- [DOCUMENT EXTRACT]
Fake AI Citations Produce Fines for California, Alabama Lawyers

Oct. 13, 2025, 3:29 PM UTC

Federal courts in California and Alabama have imposed thousands of dollars in fines against two attorneys sanctioned separately for including nonexistent legal citations generated by artificial intelligence in their filings.

The sanctions address a wave of AI hallucinations in litigation that’s growing despite training offered by bar associations, legal journal articles, and extensive media coverage of lawyers punished by courts for relying too much on the technology. In recent months, fake citations in federal court filings have resulted in $3,000 in fines for a New Jersey attorney, $1,500 in fines for a California attorney, and a warning for a New York attorney.

“Somehow the message still has not been hammered home as the epidemic of citing fake cases continues unabated,” Judge Terry F. Moorer of the US District Court for the Southern District of Alabama said in an order issued Oct. 10. “It has become clear that basic reprimands and small fines are not sufficient to deter this type of misconduct because if it were, we would not be here.”

Moorer reprimanded and imposed $5,000 in sanctions against James A. Johnson of Loxley, Ala., for adding nonexistent legal citations in a motion in a criminal case that were discovered by his opposing counsel, the US Attorney’s Office.

Meanwhile, the Northern District of California imposed $1,000 in sanctions against Edward A. Quesada of Glendora, Calif., in a civil case for adding nonexistent and erroneous case citations in a brief. He’s also been ordered to take a continuing legal education course on using AI in the practice of law.

‘Honest Mistake’

Johnson used a generative AI program to draft his motion “which as a result contained fabricated citations that he failed to check prior to submitting the motion” on behalf of the defendant he had been appointed to defend, Moorer’s order said.

One of the fabrications cited caselaw reversed by the US Supreme Court over 40 years ago. Johnson blamed the “honest mistake” on a Microsoft Word plug-in called Ghostwriter Legal that he used to file his motion before the July 4 holiday weekend while he was providing post-surgery care for an out-of-state family member, according to the order.

- [TASKS TO PERFORM]
a - According to the article about lawyers fined for fake AI citations, what course was Edward A. Quesada ordered to take?
b - Carry on the article about lawyers fined for fake AI citations, starting after its last sentence.

- [PROVIDED INFORMATION]
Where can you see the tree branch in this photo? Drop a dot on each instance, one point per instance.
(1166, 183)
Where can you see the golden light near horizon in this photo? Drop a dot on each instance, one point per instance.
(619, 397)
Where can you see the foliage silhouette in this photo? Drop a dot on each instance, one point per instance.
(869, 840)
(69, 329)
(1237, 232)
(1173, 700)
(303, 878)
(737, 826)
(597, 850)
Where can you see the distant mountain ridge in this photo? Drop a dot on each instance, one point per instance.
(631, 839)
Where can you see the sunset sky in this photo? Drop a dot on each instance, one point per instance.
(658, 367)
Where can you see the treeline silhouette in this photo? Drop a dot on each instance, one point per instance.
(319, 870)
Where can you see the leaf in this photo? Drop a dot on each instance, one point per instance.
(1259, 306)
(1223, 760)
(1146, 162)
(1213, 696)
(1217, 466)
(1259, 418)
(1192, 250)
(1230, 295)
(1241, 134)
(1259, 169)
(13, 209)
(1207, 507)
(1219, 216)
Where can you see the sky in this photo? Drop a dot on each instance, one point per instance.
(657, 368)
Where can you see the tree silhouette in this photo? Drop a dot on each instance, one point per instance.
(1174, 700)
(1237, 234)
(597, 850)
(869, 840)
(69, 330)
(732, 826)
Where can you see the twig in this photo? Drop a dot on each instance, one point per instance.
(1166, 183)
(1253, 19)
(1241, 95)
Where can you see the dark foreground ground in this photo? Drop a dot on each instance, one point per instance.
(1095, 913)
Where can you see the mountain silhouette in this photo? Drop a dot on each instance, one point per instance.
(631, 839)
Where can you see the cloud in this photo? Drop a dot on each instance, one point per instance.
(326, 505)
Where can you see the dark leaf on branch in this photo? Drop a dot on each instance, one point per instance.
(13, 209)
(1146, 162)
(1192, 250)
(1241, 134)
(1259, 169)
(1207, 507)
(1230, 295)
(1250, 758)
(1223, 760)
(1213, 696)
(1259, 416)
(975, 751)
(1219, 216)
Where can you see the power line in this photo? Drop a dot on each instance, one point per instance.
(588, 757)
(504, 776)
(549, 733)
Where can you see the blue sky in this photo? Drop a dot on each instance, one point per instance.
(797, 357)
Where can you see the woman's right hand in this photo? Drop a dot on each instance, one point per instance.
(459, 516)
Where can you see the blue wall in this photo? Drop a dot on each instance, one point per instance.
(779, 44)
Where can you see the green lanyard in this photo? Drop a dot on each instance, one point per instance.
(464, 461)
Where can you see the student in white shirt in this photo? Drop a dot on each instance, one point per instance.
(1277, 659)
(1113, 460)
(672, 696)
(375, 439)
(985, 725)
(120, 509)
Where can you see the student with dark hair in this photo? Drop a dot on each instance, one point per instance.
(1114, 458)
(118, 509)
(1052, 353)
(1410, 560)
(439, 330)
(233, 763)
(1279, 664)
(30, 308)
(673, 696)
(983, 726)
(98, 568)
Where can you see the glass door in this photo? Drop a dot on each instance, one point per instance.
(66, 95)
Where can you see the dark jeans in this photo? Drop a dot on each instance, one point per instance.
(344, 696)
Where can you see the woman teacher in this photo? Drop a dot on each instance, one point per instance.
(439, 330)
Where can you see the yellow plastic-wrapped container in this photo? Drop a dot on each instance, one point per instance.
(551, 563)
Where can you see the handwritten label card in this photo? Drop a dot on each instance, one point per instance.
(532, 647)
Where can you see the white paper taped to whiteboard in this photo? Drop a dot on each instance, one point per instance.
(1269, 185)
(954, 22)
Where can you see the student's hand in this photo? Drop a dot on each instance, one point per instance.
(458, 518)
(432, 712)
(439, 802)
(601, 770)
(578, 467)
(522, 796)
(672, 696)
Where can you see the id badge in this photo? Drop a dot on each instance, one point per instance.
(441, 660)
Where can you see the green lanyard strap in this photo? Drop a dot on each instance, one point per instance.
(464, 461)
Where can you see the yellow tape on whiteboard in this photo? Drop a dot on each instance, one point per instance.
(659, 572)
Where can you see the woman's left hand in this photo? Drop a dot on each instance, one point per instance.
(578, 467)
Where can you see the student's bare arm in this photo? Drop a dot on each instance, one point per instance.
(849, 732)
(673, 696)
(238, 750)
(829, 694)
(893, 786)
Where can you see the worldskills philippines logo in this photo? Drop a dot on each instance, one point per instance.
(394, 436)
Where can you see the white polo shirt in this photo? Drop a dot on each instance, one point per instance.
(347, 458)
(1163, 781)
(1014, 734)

- [REPLIES]
a - A continuing legal education course on using AI in the practice of law.

b -
Johnson must also file Moorer’s order in any pending case where he’s appeared as counsel, and in any future case he’s involved in for the next 12 months. His client—who showed a “look of shock, dismay, and display of emotion” at Johnson’s show cause hearing—told Moorer he wanted a new attorney even if it significantly delayed his trial on financial fraud charges.

“This is more than mere negligence or simple recklessness,” Moorer said. Johnson’s “failure to discharge the most basic of responsibilities of a lawyer” delayed the defendant’s right to prompt adjudication, cost additional public funds to appoint new defense counsel, and caused “a significant waste of time for the United States and the Court.”

In the California case, ordered to show why disciplinary actions shouldn’t be issued for the two nonexistent citations the court found found in his brief, Quesada said the court had missed a third fake case citation that he may have unintentionally copied from an “AI overview” found through a browser search, Judge Araceli Martínez-Olguín said in an order issued Oct 10.

Quesada also said he’d intended to delete the fake citations but “ran out of time” before filing. His failure to recognize how AI was used in his brief violated rules of professional conduct and “further suggests a failure to keep abreast of changes in relevant technology,” Martínez-Olguín said.

The cases are United States v. McGee, S.D. Ala., No. 1:24-cv-00112, 10/10/25 and Oneto v. Watson, N.D. Cal., No. 3:22-cv-05206, 10/10/25.